§ **Actions to take**:
- a) Retype the passage of the liver machine perfusion trial summary from "It is our hypothesis" to "transiently injured liver.".
- b) In the liver machine perfusion trial summary, in how many human liver transplant patients had the investigators already used the technique successfully?
- c) Write what comes next in the liver machine perfusion trial summary, beginning after its final sentence.

§ **Selected passage**:
---*---
Liver Damage Clinical Trial
Official title:
Hypothermic Machine Preservation of Extended Criteria Liver Allografts for Transplantation
This is a study comparing a technique of continuous circulation to the liver as a means of preventing liver damage during transportation to the transplant hospital. This new technique of Machine Perfusion (MP) will be compared to the standard technique where the liver is maintained in a bag of solution on ice without circulation. The investigators will evaluate and compare the outcomes of the transplants with the new technique to the standard technique. There will be 24 MP patient's in the study. The investigators have previously used this technique with success in 20 human liver transplant patients. The investigators think there will be a benefit in terms of less damage to and better function of the donor liver which will result in faster recovery for the patients. This protective effect may allow us to successfully transplant more patients and prevent people from dying while waiting for a liver transplant.
It is our hypothesis that liver machine perfusion will increase the safe utilization of the
existing supply of extended criteria donor (ECD) livers by (1) increasing the quality and
duration of preservation thereby reducing the clinical effects reperfusion injury (2)
improving early outcomes in patients receiving ECD liver allografts (3) developing reliable
markers for pretransplant assessment of the potential graft (4) giving surgeons more
confidence when transplanting ECD livers and (5) allowing an avenue for ex vivo manipulation
of the liver to protect or restore a transiently injured liver.
---*---
§ **Entries supplied**:
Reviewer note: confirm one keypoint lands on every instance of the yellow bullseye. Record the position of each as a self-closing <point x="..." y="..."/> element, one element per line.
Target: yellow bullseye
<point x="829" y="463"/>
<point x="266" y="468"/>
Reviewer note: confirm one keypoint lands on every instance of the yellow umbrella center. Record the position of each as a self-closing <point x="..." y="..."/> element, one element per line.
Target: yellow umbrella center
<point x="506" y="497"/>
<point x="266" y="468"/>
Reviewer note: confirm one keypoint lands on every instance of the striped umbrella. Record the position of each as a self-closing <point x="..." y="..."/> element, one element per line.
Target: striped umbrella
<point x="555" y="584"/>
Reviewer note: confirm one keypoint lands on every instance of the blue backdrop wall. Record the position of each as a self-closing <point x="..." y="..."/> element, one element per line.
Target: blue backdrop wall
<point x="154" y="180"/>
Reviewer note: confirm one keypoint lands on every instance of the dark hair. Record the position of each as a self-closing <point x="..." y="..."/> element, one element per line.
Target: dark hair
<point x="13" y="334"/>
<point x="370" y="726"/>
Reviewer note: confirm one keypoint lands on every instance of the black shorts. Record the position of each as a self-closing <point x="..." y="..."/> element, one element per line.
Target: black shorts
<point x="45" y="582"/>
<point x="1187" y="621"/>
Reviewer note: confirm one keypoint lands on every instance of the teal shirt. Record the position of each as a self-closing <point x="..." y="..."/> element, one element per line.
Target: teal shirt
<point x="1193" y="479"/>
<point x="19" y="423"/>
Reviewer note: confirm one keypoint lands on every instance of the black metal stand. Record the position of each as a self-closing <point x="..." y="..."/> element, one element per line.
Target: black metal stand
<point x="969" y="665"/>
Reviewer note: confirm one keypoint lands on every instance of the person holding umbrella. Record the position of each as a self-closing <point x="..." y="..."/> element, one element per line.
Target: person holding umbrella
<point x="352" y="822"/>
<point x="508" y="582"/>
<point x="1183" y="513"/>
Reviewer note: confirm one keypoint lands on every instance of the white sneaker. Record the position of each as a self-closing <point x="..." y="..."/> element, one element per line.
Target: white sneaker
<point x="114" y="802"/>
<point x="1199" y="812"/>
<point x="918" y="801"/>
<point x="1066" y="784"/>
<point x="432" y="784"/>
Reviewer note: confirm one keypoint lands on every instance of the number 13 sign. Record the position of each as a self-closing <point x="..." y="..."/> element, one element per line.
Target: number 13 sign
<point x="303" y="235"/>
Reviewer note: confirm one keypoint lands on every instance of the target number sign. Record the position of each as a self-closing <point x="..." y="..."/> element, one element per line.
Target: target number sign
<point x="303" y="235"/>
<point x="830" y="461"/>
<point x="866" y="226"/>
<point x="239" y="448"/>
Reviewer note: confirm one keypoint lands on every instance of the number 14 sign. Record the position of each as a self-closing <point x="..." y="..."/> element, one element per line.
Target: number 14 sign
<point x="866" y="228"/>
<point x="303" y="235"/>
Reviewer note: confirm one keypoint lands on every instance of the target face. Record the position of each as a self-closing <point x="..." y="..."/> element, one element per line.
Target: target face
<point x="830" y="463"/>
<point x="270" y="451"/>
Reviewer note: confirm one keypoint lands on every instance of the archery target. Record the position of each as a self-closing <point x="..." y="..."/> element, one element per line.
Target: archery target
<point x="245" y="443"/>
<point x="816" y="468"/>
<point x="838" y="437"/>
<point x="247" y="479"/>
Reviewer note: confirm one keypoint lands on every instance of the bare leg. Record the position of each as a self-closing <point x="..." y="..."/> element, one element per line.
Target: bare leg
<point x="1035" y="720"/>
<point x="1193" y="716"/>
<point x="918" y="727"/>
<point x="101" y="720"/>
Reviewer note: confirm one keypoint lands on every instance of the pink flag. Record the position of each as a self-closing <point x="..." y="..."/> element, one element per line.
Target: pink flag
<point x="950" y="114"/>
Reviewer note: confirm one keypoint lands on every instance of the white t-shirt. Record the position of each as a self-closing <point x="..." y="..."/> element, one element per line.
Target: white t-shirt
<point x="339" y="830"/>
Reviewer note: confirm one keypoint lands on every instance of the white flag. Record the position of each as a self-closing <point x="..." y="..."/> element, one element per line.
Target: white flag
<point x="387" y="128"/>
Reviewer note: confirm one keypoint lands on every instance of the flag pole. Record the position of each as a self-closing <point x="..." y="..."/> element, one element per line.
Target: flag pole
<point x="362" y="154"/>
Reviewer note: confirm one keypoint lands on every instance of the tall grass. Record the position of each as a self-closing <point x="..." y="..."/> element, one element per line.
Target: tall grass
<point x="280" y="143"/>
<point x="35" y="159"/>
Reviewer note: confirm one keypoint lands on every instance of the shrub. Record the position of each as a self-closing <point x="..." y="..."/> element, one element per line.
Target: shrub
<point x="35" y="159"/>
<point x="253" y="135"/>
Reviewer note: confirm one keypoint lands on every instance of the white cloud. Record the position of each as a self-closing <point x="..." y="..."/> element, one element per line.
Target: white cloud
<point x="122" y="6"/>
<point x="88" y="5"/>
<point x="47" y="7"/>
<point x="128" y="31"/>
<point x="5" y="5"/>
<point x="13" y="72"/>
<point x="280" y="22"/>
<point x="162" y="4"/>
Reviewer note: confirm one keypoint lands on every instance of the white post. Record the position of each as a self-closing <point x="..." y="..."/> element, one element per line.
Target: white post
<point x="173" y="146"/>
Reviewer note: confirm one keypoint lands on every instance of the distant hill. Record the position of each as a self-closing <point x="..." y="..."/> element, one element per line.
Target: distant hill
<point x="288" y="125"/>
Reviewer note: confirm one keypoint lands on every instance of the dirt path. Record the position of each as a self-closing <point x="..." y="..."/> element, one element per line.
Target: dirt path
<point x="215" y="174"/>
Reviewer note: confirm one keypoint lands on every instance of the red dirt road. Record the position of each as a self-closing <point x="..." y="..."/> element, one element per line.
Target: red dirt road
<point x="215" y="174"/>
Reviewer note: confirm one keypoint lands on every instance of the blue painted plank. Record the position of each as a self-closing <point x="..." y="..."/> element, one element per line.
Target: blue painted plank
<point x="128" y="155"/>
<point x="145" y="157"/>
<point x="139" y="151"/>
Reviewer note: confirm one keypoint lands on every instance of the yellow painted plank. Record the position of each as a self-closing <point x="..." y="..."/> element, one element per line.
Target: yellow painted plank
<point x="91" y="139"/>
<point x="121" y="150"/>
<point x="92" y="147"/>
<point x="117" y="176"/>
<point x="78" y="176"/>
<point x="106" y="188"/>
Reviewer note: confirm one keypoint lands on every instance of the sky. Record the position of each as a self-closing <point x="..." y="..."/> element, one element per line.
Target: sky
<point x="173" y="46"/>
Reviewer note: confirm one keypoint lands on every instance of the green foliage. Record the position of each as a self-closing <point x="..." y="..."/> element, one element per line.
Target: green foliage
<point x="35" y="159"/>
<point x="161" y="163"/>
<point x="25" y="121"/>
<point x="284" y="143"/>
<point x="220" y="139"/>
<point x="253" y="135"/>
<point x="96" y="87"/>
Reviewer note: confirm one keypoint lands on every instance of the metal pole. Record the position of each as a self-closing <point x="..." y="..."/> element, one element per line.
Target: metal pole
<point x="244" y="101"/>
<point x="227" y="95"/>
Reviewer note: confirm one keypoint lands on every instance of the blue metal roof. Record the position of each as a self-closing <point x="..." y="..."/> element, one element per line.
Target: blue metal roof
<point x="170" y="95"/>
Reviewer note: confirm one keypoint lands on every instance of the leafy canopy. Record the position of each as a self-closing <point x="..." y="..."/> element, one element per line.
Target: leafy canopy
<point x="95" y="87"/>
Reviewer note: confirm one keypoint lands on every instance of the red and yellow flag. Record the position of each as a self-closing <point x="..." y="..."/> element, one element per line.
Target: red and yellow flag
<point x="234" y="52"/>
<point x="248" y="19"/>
---*---
§ **Written answers**:
- a)
It is our hypothesis that liver machine perfusion will increase the safe utilization of the
existing supply of extended criteria donor (ECD) livers by (1) increasing the quality and
duration of preservation thereby reducing the clinical effects reperfusion injury (2)
improving early outcomes in patients receiving ECD liver allografts (3) developing reliable
markers for pretransplant assessment of the potential graft (4) giving surgeons more
confidence when transplanting ECD livers and (5) allowing an avenue for ex vivo manipulation
of the liver to protect or restore a transiently injured liver.

- b) 20

- c)
The proposed study is a matched cohort design. Potential subjects will be recruited from the
Center for Liver Disease and Transplantation (CLDT) active Liver Transplant Waiting List. The
Principal Investigator as well as the CoInvestigators, are all actively involved in the pre
transplant evaluation process. Patients who are on the Waiting List and have provided written
consent to receive an ECD graft will be recruited for this trial. Subjects will be matched
with 24 historical control patients who received similar cold stored ECD grafts. Subjects
will be matched on known covariates including donor age, donation after cardiac death,
steatosis, both warm and cold ischemia times, recipient age, Model End-Stage Liver Disease
(MELD) score and disease etiology.
Subjects will be noncritically ill, not in an intensive care unit, and have a MELD < 35 in
order to minimize the variability in outcome in the sickest patients. All subjects must
provide written informed consent and meet the inclusion and exclusion criteria.
Subjects will be followed for one year post transplantation, in conjunction with their
routine liver transplant followup appointments. Retention of subjects for this trial will not
be a challenge, in that the followup visit time points (postoperative days 1 through the
discharge date, 7, 14, 30, 90, 180 and 365) are all consistent with our standard of care.